1. Exhaust Prompt Engineering
This is the most important advice and the most critical mistake I see small organizations making every single time. Before even thinking about fine-tuning, ensure you have thoroughly explored prompt engineering.
If a state-of-the-art model like GPT-4 cannot solve your task with a well-structured prompt and perhaps some few-shot examples, fine-tuning a smaller model is unlikely to yield better results. Effective prompt engineering can often resolve issues without requiring extensive fine-tuning, which is always more costly.
2. Quality Trumps Quantity
If you have already decided fine-tuning is the way to go, prioritize data quality. Focus on gathering high-quality, diverse examples accurately representing the new task or domain. However much data you can gather will be minuscule compared to the base training set, so quality is the only thing you can control.
Keep in mind that while you can leverage large models with clever prompt engineering to synthesize additional training data, you must always validate these examples with human experts to ensure their relevance and correctness. One great novel example beats 100 excellent but similar ones.
3. Start Small, Grow As Needed
Begin your fine-tuning efforts with parameter-efficient techniques, such as adapters or Low-Rank Adaptation (LoRA). These methods require fewer resources and are often easier to implement than full parameter tuning.
:::::
- **EXERCISE SET**
A – Decide whether each statement below agrees with the fine-tuning advice. For each, answer yes or no and quote the words of the fine-tuning advice that decide it. (i) The fine-tuning advice recommends starting with full parameter tuning. (ii) Training data synthesized with large models should be checked by human experts. (iii) Fine-tuning is called always more costly than prompt engineering.
B – Which two parameter-efficient techniques does the fine-tuning advice name?
C – Carry on the fine-tuning advice from the point where it stops.

- **DATASET ENTRIES**
:::::
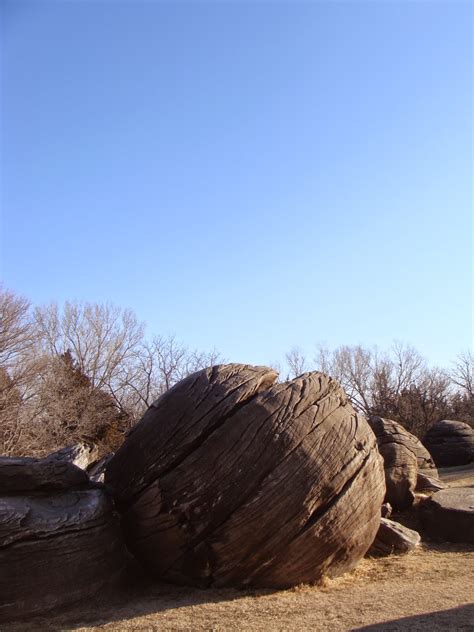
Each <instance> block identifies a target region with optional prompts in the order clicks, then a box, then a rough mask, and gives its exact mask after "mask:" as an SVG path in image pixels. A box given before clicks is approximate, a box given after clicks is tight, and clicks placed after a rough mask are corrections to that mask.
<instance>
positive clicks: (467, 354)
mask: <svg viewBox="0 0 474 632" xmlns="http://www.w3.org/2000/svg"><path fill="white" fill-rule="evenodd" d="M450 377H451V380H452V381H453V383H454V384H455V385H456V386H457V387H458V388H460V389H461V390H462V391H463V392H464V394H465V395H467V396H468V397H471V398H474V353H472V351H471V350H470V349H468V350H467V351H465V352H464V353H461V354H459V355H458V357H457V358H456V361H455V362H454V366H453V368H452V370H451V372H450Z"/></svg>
:::::
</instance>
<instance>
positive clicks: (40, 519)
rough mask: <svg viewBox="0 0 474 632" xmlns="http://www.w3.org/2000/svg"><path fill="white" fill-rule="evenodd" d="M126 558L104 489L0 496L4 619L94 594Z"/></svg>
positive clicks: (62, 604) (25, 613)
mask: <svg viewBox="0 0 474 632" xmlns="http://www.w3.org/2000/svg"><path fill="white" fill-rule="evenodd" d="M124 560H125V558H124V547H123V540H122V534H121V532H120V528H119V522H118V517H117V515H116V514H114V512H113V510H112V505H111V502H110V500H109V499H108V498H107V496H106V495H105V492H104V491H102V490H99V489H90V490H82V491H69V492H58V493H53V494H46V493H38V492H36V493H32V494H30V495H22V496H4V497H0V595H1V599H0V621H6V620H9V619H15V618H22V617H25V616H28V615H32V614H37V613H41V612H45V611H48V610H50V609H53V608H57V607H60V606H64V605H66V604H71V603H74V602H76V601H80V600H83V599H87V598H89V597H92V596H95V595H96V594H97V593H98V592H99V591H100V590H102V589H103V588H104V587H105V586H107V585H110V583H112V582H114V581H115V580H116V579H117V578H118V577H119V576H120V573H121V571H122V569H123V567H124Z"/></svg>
:::::
- **EXPECTED RESPONSES**
A –
(i) No: "Begin your fine-tuning efforts with parameter-efficient techniques, such as adapters or Low-Rank Adaptation (LoRA)."
(ii) Yes: "you must always validate these examples with human experts to ensure their relevance and correctness."
(iii) Yes: "which is always more costly."

B – Adapters and Low-Rank Adaptation (LoRA).

C –
You’ll find tons of open-source implementations of efficient fine-tuning methods, so don’t let the prospect of technical difficulty scare you. Likewise, several LLM providers will let you fine-tune comercial or open source models on their infrastructure, effectively bypassing all need for self-hosting models. This way you get the best of both worlds: a model just for you that someone else takes care of.
If and only if parameter-efficient fine-tuning does not meet your needs, then consider transitioning to full parameter tuning as a subsequent step, but unless you’re swimming in private data—and I mean, terabytes of data—you’re most likely safely on the efficient fine-tuning side.
4. Stay in the Loop
Finally, remember the field of AI is evolving extremely fast, with new models and techniques appearing basically every single week. A task that may require fine-tuning today could potentially be solved through effective prompting in next-generation models released tomorrow.
Therefore, avoid over-investing in ad-hoc fine-tuning pipelines that may become obsolete in a couple of months. Also, assess the capabilities of newer models regularly and be prepared to pivot away from fine-tuned proprietary models as soon as a good prompt shows marginally better results. Prompts are far more portable than models.
Conclusion
Fine-tuning is an excellent strategy for small organizations tackling domain-specific tasks effectively. As AI continues to evolve, the ability to adapt large pre-trained models to meet unique business needs is no longer a luxury but a necessity. For smaller organizations and individual developers, fine-tuning offers a pathway to harness the power of advanced language models without the prohibitive costs associated with training from scratch.
Also, leveraging fine-tuning allows small organizations to capitalize on their private data, tailoring models to reflect their specific industry requirements and user preferences. The moat is no longer having the bigger model since some of the best models are open source. The moat is your private data, and fine-tuning lets you get the best combo: a world-class base model trained on privileged data none of your competitors have.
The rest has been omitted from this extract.